== Tugas Anda ==
Salin tanpa perubahan bagian teks tentang gubernur baru Kalimantan Timur, mulai dari kata-kata yang memuat "Tiap pemimpin pasti" dan berhenti setelah "lima tahun mendatang.".

== Teks bacaan ==
▬▬▬
JELANG tutup tahun 2008, warga Kalimantan Timur dihadapkan pada asa baru yang original. Maklum, memasuki tahun 2009 daerah yang terkenal kaya sumber daya alam ini sudah punya seorang gubernur dan wakil yang baru pula. Yaitu Awang Faroek Ishak – Farid Wadjdy.
Harapan (asa) rakyat, so pasti ada perubahan. Rakyat yang hidupnya sudah mapan dan makmur, ingin bertahan dalam suasana aman dan tenang dan yang masih berada di garis kemiskinan ingin keluar dari penderitaan. ’Permainannya’ terasa amat sederhana.
Sebab hanya ada dua kelompok sosial yang menjadi fokus perhatian pemerintah yang baru. Teorinya, kelompok mapan dengan kemampuan kapitalnya didorong untuk menghidupkan pasar yang menyerap tenaga kerja, sedangkan kelompok sosial miskin didorong untuk punya semangat mandiri. Beres.
Tiap pemimpin pasti punya teori yang normatif seperti itu. Tinggal bagaimana terapannya. Apakah fokus terbesar menolong kelompok miskin atau kelompok mapan? Agar yang mapan semakin kaya dan pada akhirnya dapat berguna untuk mempertahankan kedigdayaan kekuasaan pada suksesi lima tahun mendatang.
Awang Faroek Ishak juga bukan anak kemarin sore untuk urusan pemerintahan yang mensejahterakan rakyat. Ia sudah malang melintang sangat jauh, mulai dari Unmul sebagai dosen, anggota DPR RI selama 10 tahun, Kabiro Bappedalda Kantor Gubernur, Bupati Kutai Timur dan sekarang Gubernur Kaltim.
Ia pernah mendapat julukan CEO (Chief Executive Office) alias pejabat eksekutif tertinggi untuk kepeloporannya membangun Kutai Timur. Julukan itu untuk menggambarkan bagaimana pemikiran sang Bupati yang konfrehensif dalam membangun. Yang menggerakkan sektor-sektor swasta agar daerahnya cepat maju.
▬▬▬
Data tercatat:
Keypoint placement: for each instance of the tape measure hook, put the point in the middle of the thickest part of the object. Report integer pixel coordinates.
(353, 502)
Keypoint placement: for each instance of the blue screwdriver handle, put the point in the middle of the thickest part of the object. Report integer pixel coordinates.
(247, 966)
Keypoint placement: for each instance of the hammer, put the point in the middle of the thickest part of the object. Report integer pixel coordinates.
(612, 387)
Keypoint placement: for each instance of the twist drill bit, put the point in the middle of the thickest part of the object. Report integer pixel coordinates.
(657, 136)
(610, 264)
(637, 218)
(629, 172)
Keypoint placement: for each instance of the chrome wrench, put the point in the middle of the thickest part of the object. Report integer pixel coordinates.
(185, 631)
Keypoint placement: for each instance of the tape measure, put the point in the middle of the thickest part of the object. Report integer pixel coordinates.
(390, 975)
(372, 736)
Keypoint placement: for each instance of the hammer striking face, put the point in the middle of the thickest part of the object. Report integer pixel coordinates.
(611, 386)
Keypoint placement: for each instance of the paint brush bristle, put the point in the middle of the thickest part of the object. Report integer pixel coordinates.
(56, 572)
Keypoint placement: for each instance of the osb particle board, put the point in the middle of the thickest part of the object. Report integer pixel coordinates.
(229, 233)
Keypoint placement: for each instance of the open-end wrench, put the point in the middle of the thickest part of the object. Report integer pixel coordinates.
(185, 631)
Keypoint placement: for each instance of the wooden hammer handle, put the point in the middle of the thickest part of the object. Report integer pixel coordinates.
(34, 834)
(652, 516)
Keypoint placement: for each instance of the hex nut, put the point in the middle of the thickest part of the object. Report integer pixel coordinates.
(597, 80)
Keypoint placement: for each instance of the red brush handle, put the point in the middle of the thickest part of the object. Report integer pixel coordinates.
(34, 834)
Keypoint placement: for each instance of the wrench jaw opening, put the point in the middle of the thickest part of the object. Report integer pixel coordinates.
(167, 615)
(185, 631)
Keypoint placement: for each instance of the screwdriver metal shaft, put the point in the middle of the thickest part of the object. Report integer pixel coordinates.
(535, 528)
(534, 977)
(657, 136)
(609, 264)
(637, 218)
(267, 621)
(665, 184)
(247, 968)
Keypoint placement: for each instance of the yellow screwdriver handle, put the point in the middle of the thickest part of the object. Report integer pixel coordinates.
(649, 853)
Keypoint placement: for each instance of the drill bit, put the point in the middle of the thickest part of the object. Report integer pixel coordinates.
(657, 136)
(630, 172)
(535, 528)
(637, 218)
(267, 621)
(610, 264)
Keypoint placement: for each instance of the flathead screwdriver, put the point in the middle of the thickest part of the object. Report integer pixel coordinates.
▬▬▬
== Hasil latihan ==
Tiap pemimpin pasti punya teori yang normatif seperti itu. Tinggal bagaimana terapannya. Apakah fokus terbesar menolong kelompok miskin atau kelompok mapan? Agar yang mapan semakin kaya dan pada akhirnya dapat berguna untuk mempertahankan kedigdayaan kekuasaan pada suksesi lima tahun mendatang.